::: Data for this task
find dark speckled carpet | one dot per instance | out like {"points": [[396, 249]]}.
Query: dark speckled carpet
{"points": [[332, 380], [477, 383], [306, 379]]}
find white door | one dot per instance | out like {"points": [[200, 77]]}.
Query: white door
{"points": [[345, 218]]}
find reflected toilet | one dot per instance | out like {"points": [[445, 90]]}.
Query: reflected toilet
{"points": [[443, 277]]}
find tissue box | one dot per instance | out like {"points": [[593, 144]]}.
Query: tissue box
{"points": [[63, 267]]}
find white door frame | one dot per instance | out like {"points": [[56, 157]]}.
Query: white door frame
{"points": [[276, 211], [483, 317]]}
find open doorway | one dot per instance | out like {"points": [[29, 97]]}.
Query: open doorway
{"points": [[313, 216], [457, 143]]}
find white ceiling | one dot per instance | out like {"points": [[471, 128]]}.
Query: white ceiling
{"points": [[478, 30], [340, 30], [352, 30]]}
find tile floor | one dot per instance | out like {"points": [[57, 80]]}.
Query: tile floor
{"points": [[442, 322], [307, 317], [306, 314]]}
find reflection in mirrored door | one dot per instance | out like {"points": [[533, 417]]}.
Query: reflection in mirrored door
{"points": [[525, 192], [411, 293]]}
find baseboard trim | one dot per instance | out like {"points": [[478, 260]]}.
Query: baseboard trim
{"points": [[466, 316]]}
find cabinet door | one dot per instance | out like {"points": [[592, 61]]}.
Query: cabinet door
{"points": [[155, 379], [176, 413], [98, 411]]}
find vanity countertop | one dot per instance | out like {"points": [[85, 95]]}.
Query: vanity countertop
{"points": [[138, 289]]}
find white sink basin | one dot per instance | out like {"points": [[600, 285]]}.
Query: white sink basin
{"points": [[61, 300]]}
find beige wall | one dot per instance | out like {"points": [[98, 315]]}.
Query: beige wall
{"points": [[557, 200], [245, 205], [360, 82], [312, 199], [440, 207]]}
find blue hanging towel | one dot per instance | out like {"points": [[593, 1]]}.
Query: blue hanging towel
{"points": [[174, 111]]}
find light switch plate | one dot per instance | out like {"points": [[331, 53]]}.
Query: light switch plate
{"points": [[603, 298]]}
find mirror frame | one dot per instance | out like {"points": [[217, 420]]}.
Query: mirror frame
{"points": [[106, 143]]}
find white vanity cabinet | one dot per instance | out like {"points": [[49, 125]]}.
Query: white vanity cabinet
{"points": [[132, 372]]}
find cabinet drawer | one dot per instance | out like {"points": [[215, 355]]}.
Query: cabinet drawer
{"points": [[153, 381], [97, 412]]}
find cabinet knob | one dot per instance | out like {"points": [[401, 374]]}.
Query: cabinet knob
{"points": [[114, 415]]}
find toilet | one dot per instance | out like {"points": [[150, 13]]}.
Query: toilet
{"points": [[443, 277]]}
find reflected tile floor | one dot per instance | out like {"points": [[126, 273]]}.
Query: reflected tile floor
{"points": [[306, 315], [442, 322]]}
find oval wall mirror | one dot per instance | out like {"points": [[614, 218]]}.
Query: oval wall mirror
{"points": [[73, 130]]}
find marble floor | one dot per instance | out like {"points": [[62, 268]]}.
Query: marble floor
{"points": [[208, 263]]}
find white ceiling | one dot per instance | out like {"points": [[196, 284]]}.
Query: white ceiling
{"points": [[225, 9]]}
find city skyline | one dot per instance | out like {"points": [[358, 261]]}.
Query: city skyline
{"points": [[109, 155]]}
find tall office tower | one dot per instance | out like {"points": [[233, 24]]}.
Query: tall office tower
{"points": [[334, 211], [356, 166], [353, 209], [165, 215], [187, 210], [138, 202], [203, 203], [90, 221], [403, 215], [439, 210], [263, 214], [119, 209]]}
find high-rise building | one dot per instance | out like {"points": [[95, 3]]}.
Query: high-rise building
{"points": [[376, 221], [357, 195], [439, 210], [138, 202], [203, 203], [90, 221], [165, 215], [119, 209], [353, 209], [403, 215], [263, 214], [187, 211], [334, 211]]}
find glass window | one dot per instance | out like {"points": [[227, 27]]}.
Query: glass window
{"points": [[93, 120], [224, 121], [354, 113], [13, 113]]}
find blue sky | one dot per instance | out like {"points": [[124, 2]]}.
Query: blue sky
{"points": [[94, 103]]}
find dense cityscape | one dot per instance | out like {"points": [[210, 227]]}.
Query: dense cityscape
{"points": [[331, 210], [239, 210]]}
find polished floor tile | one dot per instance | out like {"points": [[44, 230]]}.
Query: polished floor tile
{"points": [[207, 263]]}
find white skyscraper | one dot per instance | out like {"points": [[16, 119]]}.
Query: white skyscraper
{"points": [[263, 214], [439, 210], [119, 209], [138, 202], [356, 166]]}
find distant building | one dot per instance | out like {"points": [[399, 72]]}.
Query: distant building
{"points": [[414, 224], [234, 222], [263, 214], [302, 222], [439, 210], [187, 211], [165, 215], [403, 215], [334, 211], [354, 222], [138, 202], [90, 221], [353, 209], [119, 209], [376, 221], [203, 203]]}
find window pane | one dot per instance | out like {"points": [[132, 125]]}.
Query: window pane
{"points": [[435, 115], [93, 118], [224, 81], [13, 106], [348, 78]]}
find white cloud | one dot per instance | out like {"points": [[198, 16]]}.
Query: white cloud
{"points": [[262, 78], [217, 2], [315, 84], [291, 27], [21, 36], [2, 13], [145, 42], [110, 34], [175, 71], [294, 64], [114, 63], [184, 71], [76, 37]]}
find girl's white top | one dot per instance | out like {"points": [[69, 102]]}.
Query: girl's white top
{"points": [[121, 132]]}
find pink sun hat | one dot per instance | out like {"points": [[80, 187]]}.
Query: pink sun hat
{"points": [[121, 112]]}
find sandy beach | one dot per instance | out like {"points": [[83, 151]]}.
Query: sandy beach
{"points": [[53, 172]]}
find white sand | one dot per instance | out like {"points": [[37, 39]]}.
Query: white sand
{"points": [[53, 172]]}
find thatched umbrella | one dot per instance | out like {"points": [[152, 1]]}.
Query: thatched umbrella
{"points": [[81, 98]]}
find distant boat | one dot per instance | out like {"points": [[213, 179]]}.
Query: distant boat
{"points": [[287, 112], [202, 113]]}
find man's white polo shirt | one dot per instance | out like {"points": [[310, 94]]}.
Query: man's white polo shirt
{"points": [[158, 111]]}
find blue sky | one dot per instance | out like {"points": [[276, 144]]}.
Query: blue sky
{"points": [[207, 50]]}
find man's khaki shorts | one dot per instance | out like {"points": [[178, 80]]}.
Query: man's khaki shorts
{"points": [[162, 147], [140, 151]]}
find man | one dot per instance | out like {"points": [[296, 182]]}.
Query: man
::::::
Task to carry out: Copy out every record exactly.

Task response:
find dark speckled carpet | one dot per instance | out like {"points": [[396, 249]]}.
Query: dark speckled carpet
{"points": [[332, 380], [477, 383], [306, 379]]}
find white door | one dot per instance | out like {"points": [[200, 77]]}.
Query: white door
{"points": [[345, 218]]}
find reflected toilet | one dot per instance | out like {"points": [[445, 90]]}.
Query: reflected toilet
{"points": [[443, 277]]}
find tissue box | one dot per instance | out like {"points": [[593, 144]]}.
Query: tissue box
{"points": [[63, 267]]}
find white door frame | one dot per instance | out like {"points": [[56, 157]]}.
Query: white door frame
{"points": [[276, 211], [483, 317]]}
find open doorway | one dot per instance | out like {"points": [[29, 97]]}.
Query: open doorway
{"points": [[313, 216], [457, 143]]}
find white ceiling | one dot per instance | out like {"points": [[471, 128]]}.
Query: white ceiling
{"points": [[478, 30], [340, 30], [352, 30]]}
find tile floor | one dot per instance | out like {"points": [[57, 80]]}.
Query: tile floor
{"points": [[442, 322], [307, 317], [306, 314]]}
find reflection in mirrored door | one dot per instance | out like {"points": [[533, 417]]}.
Query: reflection in mirrored door
{"points": [[525, 192], [411, 293]]}
find baseboard trim | one dot per instance | out like {"points": [[478, 260]]}.
Query: baseboard trim
{"points": [[466, 316]]}
find cabinet door | one dot per instance | out like {"points": [[592, 61]]}.
Query: cabinet door
{"points": [[155, 379], [176, 413], [98, 411]]}
find vanity countertop | one dot per instance | out like {"points": [[85, 95]]}.
Query: vanity countertop
{"points": [[138, 289]]}
find white sink basin | one dot per instance | out like {"points": [[600, 285]]}.
Query: white sink basin
{"points": [[61, 300]]}
find beige wall | one dot per instance | out like {"points": [[98, 315]]}.
Query: beige wall
{"points": [[557, 200], [245, 205], [360, 82], [312, 199], [440, 207]]}
find blue hanging towel | one dot per instance | out like {"points": [[593, 1]]}.
Query: blue hanging towel
{"points": [[174, 111]]}
find light switch plate | one dot per instance | out like {"points": [[331, 53]]}.
Query: light switch plate
{"points": [[603, 298]]}
find mirror frame | one dot per instance | out like {"points": [[217, 420]]}.
Query: mirror frame
{"points": [[106, 143]]}
find white vanity cabinet | one dot per instance | out like {"points": [[49, 125]]}.
Query: white vanity cabinet
{"points": [[132, 372]]}
find cabinet drawer | one dot per instance | out like {"points": [[215, 355]]}.
Query: cabinet drawer
{"points": [[153, 381], [97, 412]]}
find cabinet knob | one dot per instance | out like {"points": [[401, 374]]}.
Query: cabinet knob
{"points": [[114, 415]]}
find toilet | one dot per instance | out like {"points": [[150, 13]]}.
Query: toilet
{"points": [[443, 277]]}
find reflected tile floor | one dot per instance | out like {"points": [[126, 273]]}.
Query: reflected tile floor
{"points": [[306, 315], [442, 322]]}
find oval wall mirror | one dot per instance | out like {"points": [[614, 218]]}.
Query: oval wall mirror
{"points": [[73, 130]]}
find marble floor | one dot per instance | out like {"points": [[62, 268]]}.
Query: marble floor
{"points": [[208, 263]]}
find white ceiling | one dot per instance | out like {"points": [[196, 284]]}.
Query: white ceiling
{"points": [[225, 9]]}
find city skyline | one dot per instance | out like {"points": [[358, 261]]}.
Query: city skyline
{"points": [[109, 155]]}
find tall office tower | one dot per instance | out like {"points": [[233, 24]]}.
Query: tall office tower
{"points": [[334, 211], [356, 166], [353, 209], [165, 215], [187, 210], [138, 202], [203, 203], [90, 221], [403, 215], [439, 210], [263, 214], [119, 209]]}
find high-rise building | one dot per instance | out like {"points": [[95, 3]]}.
Query: high-rise building
{"points": [[376, 221], [357, 195], [439, 210], [138, 202], [203, 203], [90, 221], [165, 215], [119, 209], [353, 209], [403, 215], [263, 214], [187, 211], [334, 211]]}
find glass window | one dot per instance | out like {"points": [[227, 27]]}.
Query: glass window
{"points": [[93, 120], [224, 121], [354, 113], [13, 113]]}
find blue sky | one dot per instance | out like {"points": [[124, 2]]}.
Query: blue sky
{"points": [[94, 103]]}
find dense cityscape | one dot per instance | out like {"points": [[210, 227]]}.
Query: dense cityscape
{"points": [[331, 210], [239, 210]]}
find polished floor tile | one dot per instance | out like {"points": [[44, 230]]}.
Query: polished floor tile
{"points": [[207, 263]]}
find white skyscraper | one dot per instance | out like {"points": [[16, 119]]}.
Query: white skyscraper
{"points": [[263, 214], [439, 210], [119, 209], [138, 202], [356, 166]]}
find distant building | one dot per instance | out like {"points": [[399, 72]]}.
Query: distant building
{"points": [[414, 224], [234, 222], [263, 214], [302, 222], [439, 210], [187, 211], [165, 215], [403, 215], [334, 211], [354, 222], [138, 202], [90, 221], [353, 209], [119, 209], [376, 221], [203, 203]]}
find window pane | one dot per instance | out like {"points": [[132, 125]]}.
Query: window pane
{"points": [[435, 115], [93, 118], [224, 81], [13, 106], [348, 78]]}
find white cloud | one dot per instance | out like {"points": [[198, 16]]}.
Query: white cloud
{"points": [[262, 78], [217, 2], [315, 84], [291, 27], [21, 36], [2, 13], [145, 42], [110, 34], [175, 71], [294, 64], [114, 63], [184, 71], [76, 37]]}
find girl's white top | one dot per instance | out like {"points": [[69, 102]]}.
Query: girl's white top
{"points": [[121, 132]]}
find pink sun hat | one dot per instance | out like {"points": [[80, 187]]}.
Query: pink sun hat
{"points": [[121, 112]]}
find sandy beach | one dot per instance | out like {"points": [[83, 151]]}.
Query: sandy beach
{"points": [[53, 172]]}
find white sand | one dot per instance | out like {"points": [[37, 39]]}.
Query: white sand
{"points": [[53, 172]]}
find thatched umbrella | one dot per instance | out like {"points": [[152, 1]]}.
Query: thatched umbrella
{"points": [[81, 98]]}
find distant boat | one dot per instance | out like {"points": [[213, 179]]}.
Query: distant boat
{"points": [[287, 112], [202, 113]]}
find man's white polo shirt | one dot per instance | out like {"points": [[310, 94]]}.
Query: man's white polo shirt
{"points": [[158, 111]]}
find blue sky | one dot per instance | out like {"points": [[276, 144]]}.
Query: blue sky
{"points": [[207, 50]]}
find man's khaki shorts | one dot per instance | out like {"points": [[178, 80]]}.
Query: man's khaki shorts
{"points": [[162, 147], [140, 151]]}
find man | one dot per instance | out like {"points": [[296, 182]]}.
Query: man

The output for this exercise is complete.